Entries for bounding box labeling
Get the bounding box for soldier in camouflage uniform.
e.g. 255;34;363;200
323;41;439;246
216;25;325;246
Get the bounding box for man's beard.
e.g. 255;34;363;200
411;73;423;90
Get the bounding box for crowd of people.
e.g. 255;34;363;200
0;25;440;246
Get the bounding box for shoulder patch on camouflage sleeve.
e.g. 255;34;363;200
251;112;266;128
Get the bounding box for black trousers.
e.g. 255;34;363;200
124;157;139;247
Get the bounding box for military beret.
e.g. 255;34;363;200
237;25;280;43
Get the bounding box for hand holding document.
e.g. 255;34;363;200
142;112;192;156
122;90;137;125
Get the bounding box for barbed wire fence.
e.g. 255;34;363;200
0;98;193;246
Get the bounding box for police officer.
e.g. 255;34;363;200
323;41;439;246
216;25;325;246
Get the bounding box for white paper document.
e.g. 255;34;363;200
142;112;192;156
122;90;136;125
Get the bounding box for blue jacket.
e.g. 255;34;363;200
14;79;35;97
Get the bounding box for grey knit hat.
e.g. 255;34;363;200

## The request
Rewrite everything from the line containing "Get the bounding box for shoulder" down to the end of the entries, requests included. Increase every bounding box coordinate in the answers by 21, leaving the requests and their format samples unchanged.

## Worked answer
Get the bounding box for shoulder patch on camouflage sleeve.
e.g. 255;34;363;200
272;133;287;149
Get the bounding box for black trousers.
e.g. 255;34;363;200
145;178;160;268
Get the bounding box for military beret.
e.g. 255;34;363;200
258;46;301;64
Get the bounding box for hand holding document.
e.g. 255;34;363;200
163;133;213;177
143;111;158;146
Get the bounding box for barbed wire fence.
e.g. 255;34;363;200
21;119;214;267
Get the bounding box for police officer.
e.g. 255;34;363;200
344;62;460;267
237;46;346;267
Get the bounding box for white paper document.
e.g. 255;34;363;200
163;133;213;177
143;111;157;146
Get the bounding box for blue jacket.
e.g. 255;34;363;200
35;100;56;118
Get the bounding box for grey knit hat.
e.g. 255;34;363;200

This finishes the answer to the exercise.